§ **EXERCISE AIM**: Print the records below exactly. Omit every picture.

GIVEN DATA START

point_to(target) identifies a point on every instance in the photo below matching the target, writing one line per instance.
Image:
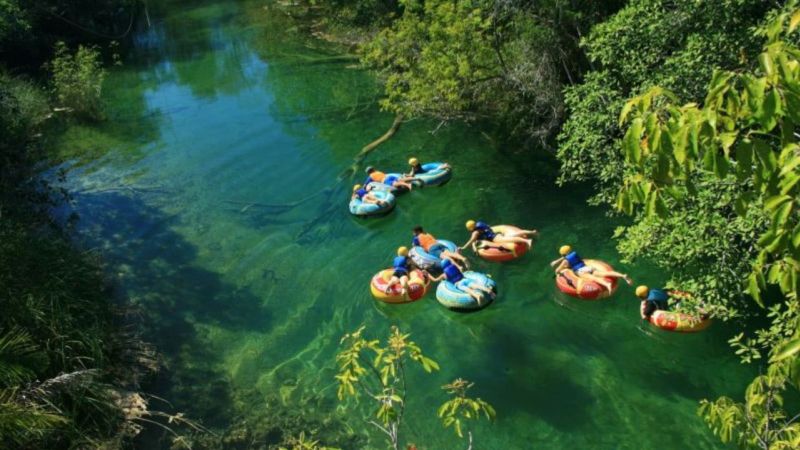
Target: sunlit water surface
(215, 190)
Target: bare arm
(472, 238)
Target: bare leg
(452, 256)
(597, 279)
(394, 280)
(612, 274)
(502, 239)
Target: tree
(742, 141)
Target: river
(217, 191)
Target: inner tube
(571, 284)
(427, 261)
(454, 298)
(488, 250)
(377, 186)
(418, 284)
(435, 174)
(679, 322)
(360, 208)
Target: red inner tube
(569, 283)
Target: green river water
(224, 104)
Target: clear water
(214, 190)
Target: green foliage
(504, 61)
(385, 382)
(761, 420)
(674, 44)
(740, 142)
(461, 407)
(379, 372)
(434, 58)
(78, 80)
(301, 442)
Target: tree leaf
(786, 350)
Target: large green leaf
(786, 350)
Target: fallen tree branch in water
(398, 120)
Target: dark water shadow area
(175, 298)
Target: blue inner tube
(376, 186)
(360, 208)
(434, 174)
(452, 297)
(427, 261)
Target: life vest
(485, 232)
(377, 176)
(426, 240)
(659, 297)
(574, 260)
(453, 274)
(400, 263)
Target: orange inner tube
(510, 251)
(417, 286)
(571, 284)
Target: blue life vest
(659, 297)
(400, 264)
(485, 231)
(574, 260)
(453, 274)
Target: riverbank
(222, 105)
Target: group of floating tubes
(436, 174)
(491, 251)
(359, 207)
(573, 285)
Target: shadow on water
(176, 299)
(546, 383)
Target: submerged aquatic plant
(383, 378)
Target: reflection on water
(219, 202)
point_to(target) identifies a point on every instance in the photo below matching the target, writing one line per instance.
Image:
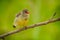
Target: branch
(28, 27)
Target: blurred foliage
(40, 10)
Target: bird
(21, 19)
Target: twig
(28, 27)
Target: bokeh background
(40, 10)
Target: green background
(40, 10)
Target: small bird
(21, 19)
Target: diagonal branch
(28, 27)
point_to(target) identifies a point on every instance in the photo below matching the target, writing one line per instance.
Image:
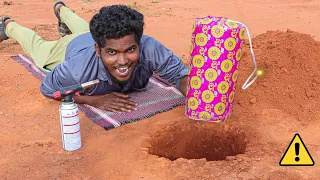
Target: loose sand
(249, 145)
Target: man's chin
(120, 79)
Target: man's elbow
(45, 92)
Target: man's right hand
(114, 102)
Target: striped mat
(157, 97)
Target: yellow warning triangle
(296, 154)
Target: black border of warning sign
(304, 147)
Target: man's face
(120, 56)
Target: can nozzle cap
(57, 95)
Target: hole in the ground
(191, 139)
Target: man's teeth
(122, 70)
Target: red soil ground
(284, 101)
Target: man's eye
(131, 50)
(112, 52)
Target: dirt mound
(291, 79)
(197, 139)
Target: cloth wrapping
(214, 67)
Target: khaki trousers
(48, 54)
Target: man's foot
(62, 27)
(4, 21)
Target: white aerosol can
(69, 114)
(70, 125)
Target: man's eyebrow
(132, 46)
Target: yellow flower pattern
(195, 82)
(207, 96)
(204, 115)
(242, 33)
(211, 74)
(232, 24)
(230, 44)
(235, 76)
(193, 103)
(201, 39)
(220, 108)
(217, 31)
(198, 61)
(214, 53)
(191, 48)
(223, 87)
(238, 55)
(226, 66)
(231, 97)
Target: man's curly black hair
(114, 22)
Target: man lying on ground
(112, 49)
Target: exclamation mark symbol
(297, 147)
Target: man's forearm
(183, 85)
(84, 99)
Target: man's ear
(96, 47)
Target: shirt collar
(103, 74)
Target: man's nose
(122, 59)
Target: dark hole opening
(192, 139)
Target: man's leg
(32, 44)
(75, 23)
(45, 54)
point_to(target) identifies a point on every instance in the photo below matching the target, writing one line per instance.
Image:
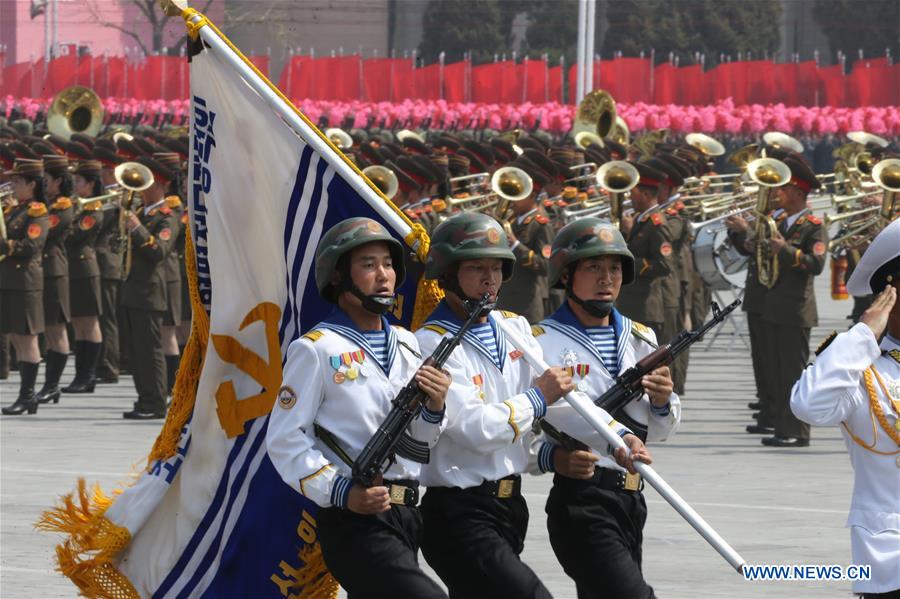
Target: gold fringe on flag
(86, 557)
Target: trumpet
(131, 177)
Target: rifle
(628, 384)
(378, 454)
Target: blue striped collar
(565, 321)
(445, 317)
(340, 323)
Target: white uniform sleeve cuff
(432, 417)
(537, 402)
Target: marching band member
(855, 383)
(58, 189)
(21, 277)
(339, 381)
(474, 515)
(596, 511)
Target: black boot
(50, 392)
(90, 355)
(26, 401)
(78, 350)
(171, 372)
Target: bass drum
(717, 261)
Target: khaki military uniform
(57, 309)
(650, 242)
(144, 302)
(21, 272)
(754, 302)
(84, 272)
(527, 292)
(790, 312)
(109, 259)
(679, 282)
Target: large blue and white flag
(212, 517)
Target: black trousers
(473, 542)
(596, 535)
(376, 556)
(145, 355)
(762, 368)
(108, 366)
(789, 347)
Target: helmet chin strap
(596, 308)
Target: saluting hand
(658, 386)
(554, 383)
(368, 500)
(574, 464)
(876, 317)
(435, 383)
(638, 452)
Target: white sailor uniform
(834, 391)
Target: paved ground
(775, 506)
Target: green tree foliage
(872, 25)
(458, 26)
(711, 27)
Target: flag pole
(199, 25)
(588, 411)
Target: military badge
(287, 397)
(86, 222)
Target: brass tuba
(75, 109)
(767, 173)
(596, 114)
(384, 179)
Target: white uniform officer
(855, 384)
(596, 511)
(339, 380)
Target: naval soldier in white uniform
(855, 384)
(339, 380)
(596, 511)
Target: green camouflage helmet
(468, 236)
(343, 237)
(586, 238)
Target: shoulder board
(62, 203)
(313, 335)
(642, 332)
(36, 209)
(435, 328)
(826, 343)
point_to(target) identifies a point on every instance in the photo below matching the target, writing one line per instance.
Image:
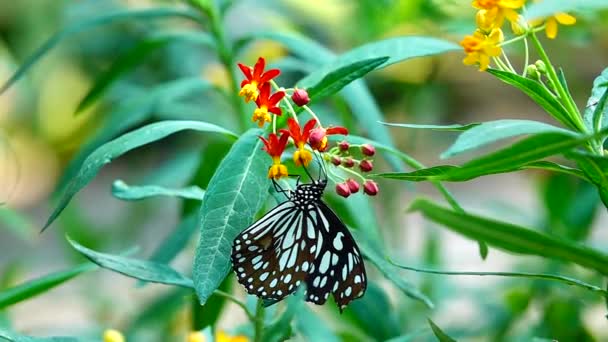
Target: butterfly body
(300, 241)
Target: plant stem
(259, 322)
(562, 93)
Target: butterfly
(300, 241)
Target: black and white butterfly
(300, 241)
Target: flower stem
(562, 93)
(259, 322)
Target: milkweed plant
(290, 122)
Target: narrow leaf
(126, 192)
(449, 128)
(441, 336)
(139, 269)
(236, 192)
(513, 238)
(92, 23)
(492, 131)
(40, 285)
(121, 145)
(337, 79)
(538, 93)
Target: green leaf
(508, 159)
(92, 23)
(596, 111)
(545, 276)
(538, 93)
(134, 193)
(14, 337)
(441, 336)
(236, 192)
(388, 270)
(550, 7)
(121, 145)
(337, 79)
(398, 49)
(149, 271)
(454, 128)
(596, 169)
(130, 113)
(513, 238)
(492, 131)
(40, 285)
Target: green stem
(259, 322)
(562, 93)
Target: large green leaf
(508, 159)
(492, 131)
(40, 285)
(236, 192)
(596, 111)
(513, 238)
(135, 110)
(538, 93)
(337, 79)
(134, 57)
(121, 145)
(398, 49)
(550, 7)
(149, 271)
(127, 192)
(92, 23)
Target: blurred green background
(40, 134)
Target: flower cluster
(306, 139)
(487, 40)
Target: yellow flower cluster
(491, 14)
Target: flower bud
(370, 187)
(318, 139)
(343, 190)
(300, 97)
(368, 150)
(336, 160)
(366, 165)
(353, 186)
(344, 145)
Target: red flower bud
(353, 186)
(368, 150)
(370, 187)
(344, 145)
(366, 165)
(300, 97)
(343, 190)
(348, 162)
(318, 139)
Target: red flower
(300, 136)
(275, 146)
(266, 103)
(250, 87)
(318, 136)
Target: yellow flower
(551, 24)
(480, 47)
(196, 336)
(112, 335)
(223, 337)
(495, 12)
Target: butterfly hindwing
(271, 257)
(339, 268)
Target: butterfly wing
(272, 257)
(338, 267)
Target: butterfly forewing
(271, 257)
(339, 267)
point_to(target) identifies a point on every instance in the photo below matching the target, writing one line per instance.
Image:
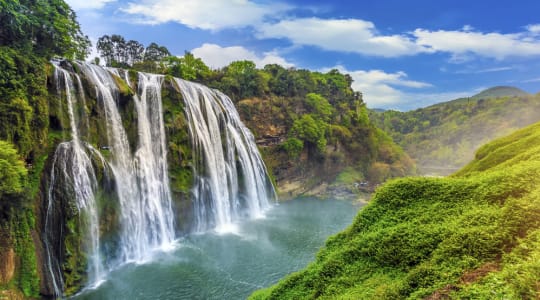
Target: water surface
(255, 254)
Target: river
(254, 254)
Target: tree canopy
(47, 28)
(12, 171)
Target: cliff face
(357, 156)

GIVEN DATA END

§ **OUTPUT**:
point_to(target) identifies a point on every instance in the photo below matching the target, writing one line per instance.
Image:
Target: sunlit water surface
(215, 190)
Target: bare arm
(472, 238)
Target: bare leg
(452, 256)
(597, 279)
(394, 280)
(612, 274)
(502, 239)
Target: tree
(742, 141)
Target: river
(217, 191)
Target: inner tube
(571, 284)
(427, 261)
(454, 298)
(488, 250)
(377, 186)
(418, 284)
(435, 174)
(679, 322)
(360, 208)
Target: red inner tube
(569, 283)
Target: green river water
(224, 104)
Target: clear water
(214, 190)
Target: green foliage
(504, 61)
(385, 382)
(761, 420)
(674, 44)
(740, 142)
(461, 407)
(379, 372)
(434, 58)
(78, 80)
(301, 442)
Target: tree leaf
(786, 350)
Target: large green leaf
(786, 350)
Target: fallen tree branch in water
(398, 120)
Target: dark water shadow area
(175, 298)
Target: blue inner tube
(376, 186)
(360, 208)
(434, 174)
(452, 297)
(427, 261)
Target: life vest
(485, 232)
(377, 176)
(426, 240)
(659, 297)
(574, 260)
(453, 274)
(400, 263)
Target: orange inner tube
(510, 251)
(417, 286)
(571, 284)
Target: blue life vest
(659, 297)
(400, 264)
(485, 231)
(574, 260)
(453, 274)
Target: riverbank
(222, 105)
Target: group of floating tubes
(436, 174)
(491, 251)
(359, 207)
(573, 285)
Target: shadow on water
(176, 299)
(546, 383)
Target: submerged aquatic plant
(383, 378)
Target: reflection on water
(219, 202)
point_to(target) identifies a point on every instance in the photo below matching the target, writing one line per instance.
Image:
Target: branch
(28, 27)
Target: blurred foliage
(40, 10)
Target: bird
(21, 19)
Target: twig
(28, 27)
Target: bokeh background
(40, 10)
Target: green background
(40, 10)
Target: small bird
(21, 19)
Target: diagonal branch
(28, 27)
point_to(target) identifies a point on every instance in the photo below matching the target, writing one line per instance.
Image:
Target: loose sand
(249, 145)
Target: man's chin
(120, 79)
Target: man's elbow
(45, 92)
Target: man's right hand
(114, 102)
Target: striped mat
(157, 97)
Target: yellow warning triangle
(296, 154)
Target: black border of warning sign
(304, 147)
Target: man's face
(120, 56)
Target: can nozzle cap
(57, 95)
Target: hole in the ground
(191, 139)
Target: man's teeth
(122, 70)
Target: red soil ground
(284, 101)
Target: man's eye
(131, 50)
(112, 52)
Target: dirt mound
(291, 79)
(197, 139)
Target: cloth wrapping
(214, 67)
Target: khaki trousers
(48, 54)
Target: man's foot
(62, 27)
(4, 21)
Target: white aerosol can
(69, 114)
(70, 125)
Target: man's eyebrow
(132, 46)
Target: yellow flower pattern
(195, 82)
(207, 96)
(204, 115)
(242, 33)
(211, 74)
(232, 24)
(230, 44)
(235, 76)
(193, 103)
(201, 39)
(220, 108)
(217, 31)
(198, 61)
(214, 53)
(191, 48)
(223, 87)
(238, 55)
(226, 66)
(231, 97)
Target: man's curly black hair
(114, 22)
Target: man lying on ground
(112, 49)
Target: exclamation mark symbol
(297, 147)
Target: man's forearm
(183, 85)
(84, 99)
Target: man's ear
(96, 47)
Target: shirt collar
(103, 74)
Target: man's nose
(122, 59)
Target: dark hole opening
(192, 139)
Target: man's leg
(32, 44)
(75, 23)
(45, 54)
point_to(target) identifies a point on every instance in the photo below matching the target, writing one line per instance.
Image:
Target: gold fringe on flag
(86, 557)
Target: trumpet
(131, 177)
Target: rifle
(628, 384)
(378, 454)
Target: blue striped collar
(565, 321)
(445, 317)
(340, 323)
Target: white uniform sleeve cuff
(432, 417)
(537, 402)
Target: marching band member
(855, 383)
(58, 189)
(21, 277)
(339, 381)
(474, 515)
(596, 511)
Target: black boot
(50, 392)
(90, 355)
(26, 401)
(78, 350)
(171, 372)
Target: bass drum
(717, 261)
Target: khaki military uniform
(57, 309)
(650, 242)
(144, 302)
(21, 272)
(754, 302)
(84, 272)
(527, 292)
(790, 312)
(109, 259)
(679, 282)
Target: large blue and white flag
(212, 517)
Target: black trousers
(473, 542)
(596, 535)
(376, 556)
(145, 355)
(762, 368)
(108, 366)
(789, 347)
Target: helmet chin strap
(596, 308)
Target: saluting hand
(658, 386)
(554, 383)
(368, 500)
(574, 464)
(876, 317)
(435, 383)
(638, 452)
Target: white sailor uniform
(834, 391)
Target: paved ground
(775, 506)
Target: green tree foliage
(872, 25)
(458, 26)
(711, 27)
Target: flag pole
(199, 25)
(588, 411)
Target: military badge
(287, 397)
(86, 222)
Target: brass tuba
(75, 109)
(767, 173)
(596, 114)
(384, 179)
Target: white uniform officer
(855, 384)
(596, 511)
(339, 380)
Target: naval soldier in white uniform
(855, 384)
(339, 380)
(596, 511)
Target: green camouflage helmet
(468, 236)
(343, 237)
(586, 238)
Target: shoulder board
(62, 203)
(313, 335)
(642, 332)
(36, 209)
(435, 328)
(826, 343)
point_to(target) identifies a point on every instance in the photo below matching the target, writing one line per instance.
Image:
Target: butterfly body
(300, 241)
Target: plant stem
(259, 322)
(562, 93)
Target: butterfly
(300, 241)
Target: black and white butterfly
(300, 241)
Target: flower stem
(562, 93)
(259, 322)
Target: milkweed plant
(290, 122)
Target: narrow leaf
(126, 192)
(449, 128)
(441, 336)
(139, 269)
(236, 192)
(513, 238)
(92, 23)
(492, 131)
(40, 285)
(121, 145)
(337, 79)
(538, 93)
Target: green leaf
(508, 159)
(92, 23)
(596, 111)
(545, 276)
(538, 93)
(134, 193)
(14, 337)
(441, 336)
(236, 192)
(388, 270)
(550, 7)
(121, 145)
(337, 79)
(398, 49)
(149, 271)
(454, 128)
(596, 169)
(130, 113)
(513, 238)
(492, 131)
(40, 285)
Target: green stem
(259, 322)
(562, 93)
Target: large green leaf
(508, 159)
(492, 131)
(40, 285)
(236, 192)
(596, 111)
(513, 238)
(135, 110)
(538, 93)
(337, 79)
(134, 57)
(121, 145)
(398, 49)
(550, 7)
(149, 271)
(127, 192)
(92, 23)
Target: blurred green background
(40, 134)
Target: flower cluster
(306, 139)
(487, 40)
Target: yellow flower cluster
(491, 14)
Target: flower bud
(370, 187)
(318, 139)
(343, 190)
(300, 97)
(368, 150)
(336, 160)
(366, 165)
(353, 186)
(344, 145)
Target: red flower bud
(353, 186)
(368, 150)
(370, 187)
(344, 145)
(366, 165)
(300, 97)
(343, 190)
(348, 162)
(318, 139)
Target: red flower
(300, 136)
(275, 146)
(266, 103)
(250, 87)
(318, 136)
Target: yellow flower
(551, 24)
(480, 47)
(196, 336)
(112, 335)
(223, 337)
(495, 12)
Target: butterfly hindwing
(271, 257)
(339, 268)
Target: butterfly wing
(272, 257)
(338, 267)
Target: butterfly forewing
(271, 257)
(339, 267)
point_to(target) identifies a point on every instance in the photo below matching the target, writing one line per instance.
Image:
Target: water surface
(255, 254)
Target: river
(254, 254)
Target: tree canopy
(47, 28)
(12, 171)
Target: cliff face
(357, 156)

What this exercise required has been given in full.